RECORDS FOR THE TASK:
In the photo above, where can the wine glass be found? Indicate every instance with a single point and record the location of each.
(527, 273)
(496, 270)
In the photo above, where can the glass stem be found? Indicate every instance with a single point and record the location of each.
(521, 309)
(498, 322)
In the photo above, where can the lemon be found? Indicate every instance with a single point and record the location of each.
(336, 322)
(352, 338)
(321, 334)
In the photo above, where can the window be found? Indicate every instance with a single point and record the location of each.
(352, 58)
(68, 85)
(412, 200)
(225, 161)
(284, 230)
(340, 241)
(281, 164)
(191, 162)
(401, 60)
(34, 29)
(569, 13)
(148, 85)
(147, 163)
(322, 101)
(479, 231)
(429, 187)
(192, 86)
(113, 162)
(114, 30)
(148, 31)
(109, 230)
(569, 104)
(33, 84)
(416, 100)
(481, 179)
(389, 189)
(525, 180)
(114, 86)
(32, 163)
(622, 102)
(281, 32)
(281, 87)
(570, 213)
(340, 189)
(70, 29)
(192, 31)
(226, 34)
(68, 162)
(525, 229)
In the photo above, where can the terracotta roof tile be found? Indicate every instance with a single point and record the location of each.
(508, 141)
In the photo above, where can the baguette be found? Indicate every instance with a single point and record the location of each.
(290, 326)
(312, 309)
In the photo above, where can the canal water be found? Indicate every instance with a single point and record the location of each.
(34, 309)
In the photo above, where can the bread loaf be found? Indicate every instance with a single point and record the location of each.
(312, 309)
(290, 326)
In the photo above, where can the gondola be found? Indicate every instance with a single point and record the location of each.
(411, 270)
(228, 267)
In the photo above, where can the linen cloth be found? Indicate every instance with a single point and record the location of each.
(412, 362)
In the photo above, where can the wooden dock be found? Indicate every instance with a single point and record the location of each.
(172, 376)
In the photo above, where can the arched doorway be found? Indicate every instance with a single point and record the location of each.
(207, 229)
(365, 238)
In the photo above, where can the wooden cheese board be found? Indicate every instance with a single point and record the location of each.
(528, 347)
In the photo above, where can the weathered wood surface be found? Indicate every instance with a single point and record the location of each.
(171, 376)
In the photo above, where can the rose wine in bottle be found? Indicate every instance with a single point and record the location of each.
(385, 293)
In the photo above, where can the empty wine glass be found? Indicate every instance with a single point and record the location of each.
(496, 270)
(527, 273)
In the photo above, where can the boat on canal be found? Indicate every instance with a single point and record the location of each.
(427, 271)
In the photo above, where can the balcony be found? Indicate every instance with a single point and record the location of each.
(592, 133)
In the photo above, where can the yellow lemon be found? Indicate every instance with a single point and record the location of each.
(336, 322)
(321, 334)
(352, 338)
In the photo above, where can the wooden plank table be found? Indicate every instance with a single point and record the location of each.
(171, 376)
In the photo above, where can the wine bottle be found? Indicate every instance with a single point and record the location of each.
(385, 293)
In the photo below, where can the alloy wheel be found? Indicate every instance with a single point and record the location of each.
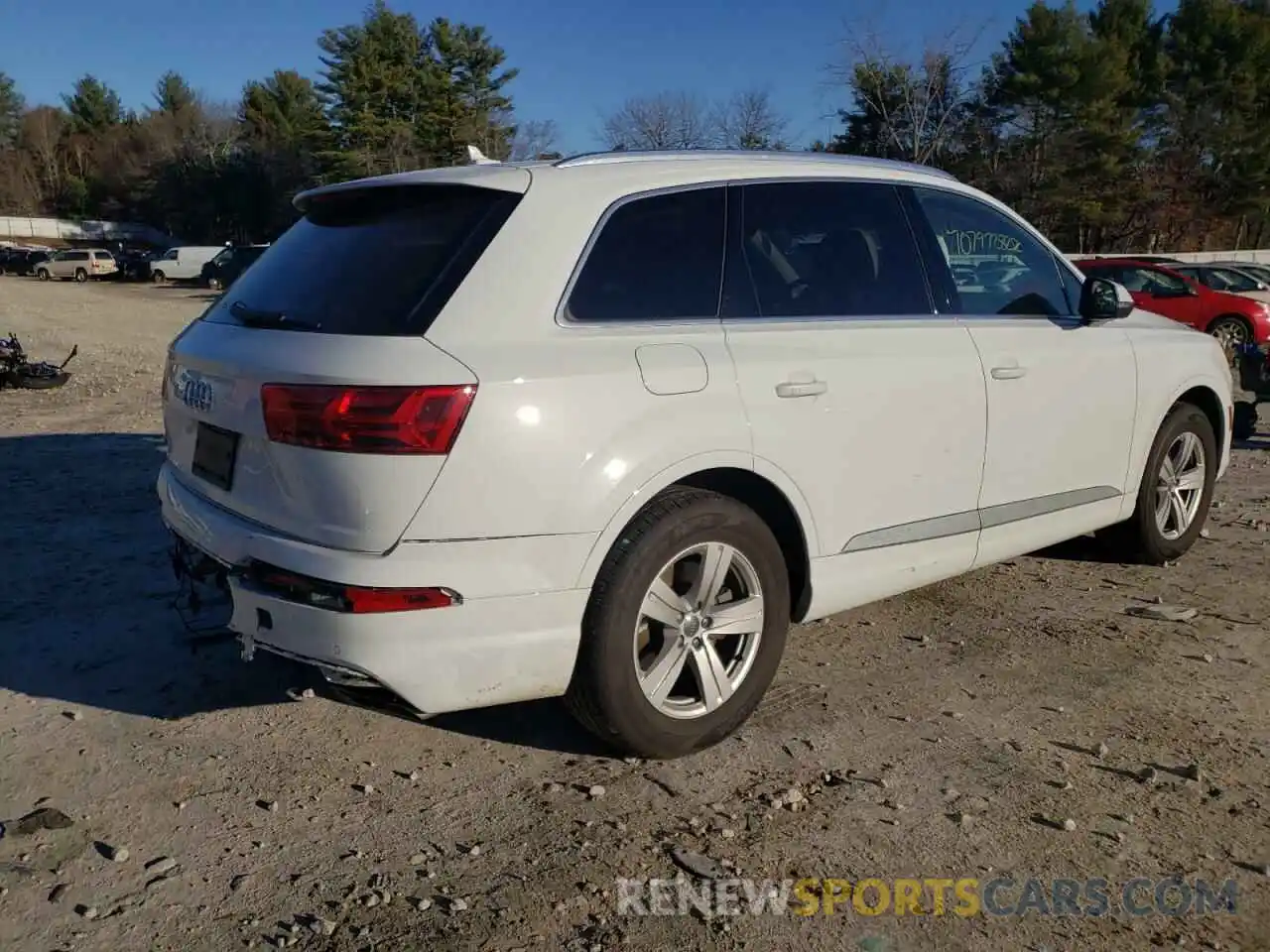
(1180, 485)
(698, 630)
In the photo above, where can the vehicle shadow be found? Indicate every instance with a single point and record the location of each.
(1082, 548)
(543, 725)
(87, 613)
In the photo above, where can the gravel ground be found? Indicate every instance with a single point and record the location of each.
(949, 733)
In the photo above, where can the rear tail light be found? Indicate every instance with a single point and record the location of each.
(394, 420)
(352, 599)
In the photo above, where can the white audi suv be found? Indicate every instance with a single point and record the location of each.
(603, 428)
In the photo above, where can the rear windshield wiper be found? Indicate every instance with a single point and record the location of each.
(257, 317)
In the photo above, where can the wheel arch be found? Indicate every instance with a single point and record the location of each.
(765, 489)
(1206, 400)
(1229, 316)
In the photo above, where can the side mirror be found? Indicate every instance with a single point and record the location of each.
(1103, 299)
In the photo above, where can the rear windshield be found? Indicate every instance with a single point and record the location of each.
(372, 262)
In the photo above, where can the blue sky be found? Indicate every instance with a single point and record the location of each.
(578, 59)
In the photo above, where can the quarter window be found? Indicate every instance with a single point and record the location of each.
(657, 258)
(996, 266)
(1148, 281)
(815, 249)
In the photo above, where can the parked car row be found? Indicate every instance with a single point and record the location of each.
(22, 261)
(1227, 302)
(211, 266)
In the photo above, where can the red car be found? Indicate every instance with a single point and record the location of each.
(1159, 289)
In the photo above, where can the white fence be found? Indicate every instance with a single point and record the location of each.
(1260, 257)
(24, 231)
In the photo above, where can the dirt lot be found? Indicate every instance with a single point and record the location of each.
(944, 734)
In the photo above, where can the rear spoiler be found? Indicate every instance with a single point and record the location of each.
(479, 171)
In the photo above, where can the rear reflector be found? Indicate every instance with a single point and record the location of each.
(352, 599)
(394, 420)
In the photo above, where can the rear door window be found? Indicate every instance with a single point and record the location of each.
(656, 259)
(371, 262)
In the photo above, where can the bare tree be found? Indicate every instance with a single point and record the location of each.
(906, 108)
(662, 121)
(535, 139)
(749, 121)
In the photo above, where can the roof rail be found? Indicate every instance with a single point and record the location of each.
(656, 155)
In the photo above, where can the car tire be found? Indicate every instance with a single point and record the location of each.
(1230, 330)
(621, 647)
(1144, 538)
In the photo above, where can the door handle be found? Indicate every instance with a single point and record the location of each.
(1014, 372)
(790, 389)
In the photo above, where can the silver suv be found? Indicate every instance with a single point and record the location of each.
(80, 264)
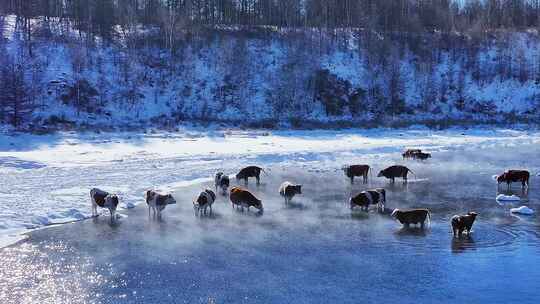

YOUR OBJECTIVE:
Leaving the images behind, set down every entry word for word.

RESPONSE BOX:
In the photo above, where can the wine glass be found? Indicate every instance with a single point and record the location of each.
(527, 273)
(496, 270)
In the photo above, where can the glass stem be found? Indicate every instance with a single point and record the location of each.
(521, 309)
(498, 322)
In the photo above, where can the lemon be found? Indicate every instance with a single point and record the location of each.
(336, 322)
(352, 338)
(321, 334)
In the photo above, where can the window be found? Indicate every instance with a single point and record the location of each.
(352, 58)
(68, 85)
(412, 200)
(225, 161)
(284, 230)
(340, 241)
(281, 164)
(191, 162)
(401, 60)
(34, 29)
(569, 13)
(148, 85)
(147, 163)
(322, 101)
(479, 231)
(429, 187)
(192, 86)
(113, 162)
(114, 30)
(148, 31)
(109, 230)
(569, 104)
(33, 84)
(416, 100)
(481, 179)
(389, 189)
(525, 180)
(114, 86)
(32, 163)
(622, 102)
(281, 32)
(281, 87)
(570, 213)
(340, 189)
(70, 29)
(192, 31)
(226, 34)
(68, 162)
(525, 229)
In the photo above, where can the terracotta roof tile be found? Indicate every instance with a single point and record the location of each.
(508, 141)
In the photo above, where can the baguette be found? Indicate every instance with a single point and record the location of each.
(290, 326)
(312, 309)
In the photo above, where can the canal water be found? Indicate every instance with a single point and record the location of each.
(34, 309)
In the photo above, where can the bread loaf be found? Indicate every instance with a single point and record the location of each.
(312, 309)
(290, 326)
In the photo above, where can the gondola be found? Indicate every instance with a single point and record the location of each.
(411, 270)
(228, 267)
In the photo above, where can the linen cloth be found? Indicate every instance with a single point and record the location of each.
(412, 362)
In the photo above, where can the wooden dock be found? Indicate every instance with a single point and record the location of each.
(172, 376)
In the photo above, where can the arched doorway be found? Indicate every instance with a single point and record the location of each.
(207, 229)
(365, 238)
In the photo above, where can the wooden cheese board be found? Indicate every instance with a single point and record the location of each.
(528, 347)
In the photo above, where can the weathered wood surface be found? Indicate every instance with a single point and record the location of each.
(171, 376)
In the photo above, where can the rose wine in bottle be found? Indicate every instance with a single point and record the location of each.
(385, 293)
In the photo above, where can the empty wine glass be found? Indicate every instance with a single point and record the location of each.
(496, 270)
(527, 273)
In the photo above, where can the boat on canal be found? Indicate every instance with a single point and record the location of each.
(427, 271)
In the photo above, where can the balcony be found? Indicate every instance with a single point and record the location of each.
(592, 133)
In the photo above, where can the yellow lemon be found? Indicate every instance with a single point and record the location of each.
(336, 322)
(321, 334)
(352, 338)
In the photo above, where can the wooden plank table be found? Indicate every instance with a single point and record the location of each.
(171, 376)
In the photo above, where can the wine bottle be found? Indicate every instance with a single point and record the location of each.
(385, 293)
In the photo below, where can the alloy wheel be found? Indicate every instance with a single point and record the location of each.
(1180, 485)
(698, 630)
In the photo above, where can the vehicle shadow be found? Indicate every instance with a single point and record the location of each.
(1082, 548)
(543, 725)
(87, 613)
In the photo above, where can the gravel ground be found? Indicate every instance with a single point and record the location of each.
(949, 733)
In the photo above, where can the rear tail light be found? Indicate every instance with a single point and record the location of each.
(394, 420)
(352, 599)
In the photo above, where can the white audi suv be found? Indicate every instance with a single point and record the location of each.
(603, 428)
In the photo above, where can the rear windshield wiper be found? Indicate every instance with a single point and record the location of each.
(257, 317)
In the photo above, where can the wheel arch be found? Indicate every instance with a single point and record the location of each.
(765, 489)
(1206, 400)
(1229, 316)
In the photo above, where can the side mirror be found? Indicate every instance with a single point and record the location of each.
(1103, 299)
In the photo above, where can the rear windshield be found? Indicate every instance with a single point and record the location of each.
(372, 262)
In the photo above, where can the blue sky be found? Indicate every instance with a single point and record the location of each.
(578, 59)
In the photo above, where can the quarter window be found? Indicate every instance with a single point and record the location of each.
(657, 258)
(996, 266)
(1148, 281)
(815, 249)
In the photo above, where can the parked car row be found? Indicate every instance with a single point and record the location of each.
(22, 261)
(1227, 302)
(211, 266)
In the photo above, where can the red car be found? Indicate every instance with a single point and record the location of each.
(1159, 289)
In the photo above, where can the white fence be found? Indicate every instance with a single point and record the location of each.
(1260, 257)
(24, 231)
In the photo above, where can the dirt lot be found? Indicate every instance with a single point and record the location of each.
(944, 734)
In the photo above, where can the rear spoiler be found? Indicate every instance with a single point and record the location of each.
(479, 171)
In the photo above, where can the rear reflector be found? Indicate every instance with a single point and record the location of each.
(352, 599)
(394, 420)
In the photo above, where can the rear door window be found? Indicate every instance with a single point and record the location of each.
(656, 259)
(371, 262)
In the photo above, where can the bare tree be found? Indicate every instance with a single point and record the location of each.
(906, 108)
(662, 121)
(535, 139)
(749, 121)
In the photo above, where can the roof rail be found? Indicate every instance with a single point and record the location of each.
(656, 155)
In the photo above, where can the car tire be found? Indicate every instance with a single point and record the location of each.
(1230, 330)
(621, 647)
(1144, 538)
In the photo above, where can the door handle be found? Indicate every instance with a single point and record the location of each.
(1014, 372)
(790, 389)
In the photo above, where can the silver suv be found? Indicate every instance with a single point and record the location of each.
(80, 264)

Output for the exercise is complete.